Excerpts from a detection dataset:
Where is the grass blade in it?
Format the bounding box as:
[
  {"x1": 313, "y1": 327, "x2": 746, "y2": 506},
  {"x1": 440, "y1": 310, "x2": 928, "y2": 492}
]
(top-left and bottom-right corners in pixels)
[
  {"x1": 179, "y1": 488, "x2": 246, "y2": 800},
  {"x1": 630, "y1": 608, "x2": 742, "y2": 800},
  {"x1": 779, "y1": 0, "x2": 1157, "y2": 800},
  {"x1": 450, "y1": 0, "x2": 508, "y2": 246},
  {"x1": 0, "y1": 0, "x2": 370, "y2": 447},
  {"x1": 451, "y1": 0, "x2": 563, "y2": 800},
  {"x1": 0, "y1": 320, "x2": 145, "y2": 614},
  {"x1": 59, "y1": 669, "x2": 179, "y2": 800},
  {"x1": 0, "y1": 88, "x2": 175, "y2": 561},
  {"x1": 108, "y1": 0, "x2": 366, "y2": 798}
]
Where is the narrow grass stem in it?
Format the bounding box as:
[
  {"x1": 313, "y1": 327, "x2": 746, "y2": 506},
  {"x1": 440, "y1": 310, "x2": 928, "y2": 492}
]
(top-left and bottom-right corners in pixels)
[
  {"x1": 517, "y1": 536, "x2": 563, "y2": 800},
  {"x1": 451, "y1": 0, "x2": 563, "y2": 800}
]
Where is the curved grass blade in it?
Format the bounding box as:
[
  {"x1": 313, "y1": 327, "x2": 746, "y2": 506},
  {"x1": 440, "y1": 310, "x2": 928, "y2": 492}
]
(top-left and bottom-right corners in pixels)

» **What the exercise asks**
Switch "corners" to "vertices" in everything from the line containing "Where is the narrow grass stem in it?" down to the end of the records. Give back only those lines, with nothing else changed.

» **Response**
Where is the narrow grass stem in it?
Format the bounding box as:
[
  {"x1": 313, "y1": 327, "x2": 746, "y2": 506},
  {"x1": 440, "y1": 310, "x2": 928, "y2": 492}
]
(top-left and bottom-right vertices in pixels)
[
  {"x1": 517, "y1": 536, "x2": 563, "y2": 800},
  {"x1": 451, "y1": 0, "x2": 563, "y2": 800}
]
Where is the curved grass blade in it?
Format the bounding box as:
[
  {"x1": 313, "y1": 327, "x2": 746, "y2": 506},
  {"x1": 440, "y1": 310, "x2": 928, "y2": 492}
]
(top-left and bottom-right vertices in pixels)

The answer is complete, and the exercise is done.